* **Work instruction**
If a line in the material below holds the string "marker", tally it, then give the tally alone.
BEGIN Data to examine
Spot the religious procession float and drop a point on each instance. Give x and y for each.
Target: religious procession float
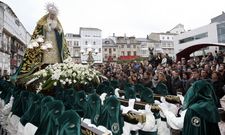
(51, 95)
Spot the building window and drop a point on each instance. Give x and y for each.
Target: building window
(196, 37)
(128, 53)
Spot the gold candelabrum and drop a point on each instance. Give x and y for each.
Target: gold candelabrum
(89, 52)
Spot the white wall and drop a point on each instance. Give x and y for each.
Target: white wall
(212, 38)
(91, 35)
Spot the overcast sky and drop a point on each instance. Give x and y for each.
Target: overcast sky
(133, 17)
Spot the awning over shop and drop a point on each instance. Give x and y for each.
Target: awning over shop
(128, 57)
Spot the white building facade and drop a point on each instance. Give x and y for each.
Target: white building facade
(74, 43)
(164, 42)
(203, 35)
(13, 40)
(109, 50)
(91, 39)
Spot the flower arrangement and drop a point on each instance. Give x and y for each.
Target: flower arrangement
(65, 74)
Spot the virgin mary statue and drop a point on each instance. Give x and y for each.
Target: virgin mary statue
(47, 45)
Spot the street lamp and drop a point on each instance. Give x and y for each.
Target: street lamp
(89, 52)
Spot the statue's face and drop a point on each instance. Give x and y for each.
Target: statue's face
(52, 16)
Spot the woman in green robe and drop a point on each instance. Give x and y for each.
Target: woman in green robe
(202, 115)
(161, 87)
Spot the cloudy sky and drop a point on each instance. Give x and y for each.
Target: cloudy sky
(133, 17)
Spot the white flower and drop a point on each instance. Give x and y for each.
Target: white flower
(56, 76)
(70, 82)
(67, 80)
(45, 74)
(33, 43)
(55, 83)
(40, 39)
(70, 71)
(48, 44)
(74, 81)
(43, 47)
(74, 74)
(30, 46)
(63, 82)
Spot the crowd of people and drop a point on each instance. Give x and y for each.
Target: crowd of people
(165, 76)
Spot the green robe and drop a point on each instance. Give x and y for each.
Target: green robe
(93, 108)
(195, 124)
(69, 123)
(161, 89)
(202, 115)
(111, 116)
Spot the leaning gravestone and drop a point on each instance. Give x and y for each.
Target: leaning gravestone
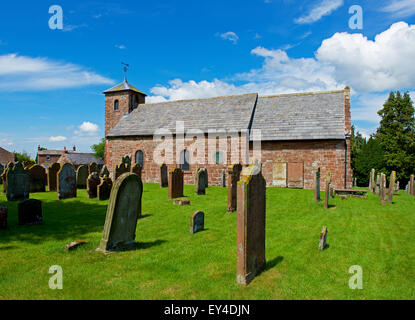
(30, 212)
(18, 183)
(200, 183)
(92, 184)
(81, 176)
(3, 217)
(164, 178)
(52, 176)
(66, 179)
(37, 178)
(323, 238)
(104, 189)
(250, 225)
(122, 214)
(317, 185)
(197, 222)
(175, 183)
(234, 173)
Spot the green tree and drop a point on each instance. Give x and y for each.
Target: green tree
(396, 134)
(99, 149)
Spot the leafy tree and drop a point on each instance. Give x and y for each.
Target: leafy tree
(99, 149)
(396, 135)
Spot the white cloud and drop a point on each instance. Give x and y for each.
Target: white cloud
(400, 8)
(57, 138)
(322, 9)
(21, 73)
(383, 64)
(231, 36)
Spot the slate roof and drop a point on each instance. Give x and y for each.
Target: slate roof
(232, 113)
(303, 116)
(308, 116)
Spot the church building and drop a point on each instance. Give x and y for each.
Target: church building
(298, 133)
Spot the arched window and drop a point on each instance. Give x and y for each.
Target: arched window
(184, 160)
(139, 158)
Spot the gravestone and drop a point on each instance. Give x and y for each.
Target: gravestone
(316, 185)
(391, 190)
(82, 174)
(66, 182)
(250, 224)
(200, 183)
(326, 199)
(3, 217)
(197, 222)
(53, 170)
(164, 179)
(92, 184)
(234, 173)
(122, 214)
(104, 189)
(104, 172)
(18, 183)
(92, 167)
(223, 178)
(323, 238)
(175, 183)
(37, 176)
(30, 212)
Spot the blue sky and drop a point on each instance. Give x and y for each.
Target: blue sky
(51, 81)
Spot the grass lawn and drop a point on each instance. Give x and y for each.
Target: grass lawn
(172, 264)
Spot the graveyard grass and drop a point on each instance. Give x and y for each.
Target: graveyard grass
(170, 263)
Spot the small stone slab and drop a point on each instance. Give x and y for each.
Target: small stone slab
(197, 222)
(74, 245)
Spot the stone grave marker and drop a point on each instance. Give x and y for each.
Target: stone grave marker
END Data to examine
* **Output for this exercise**
2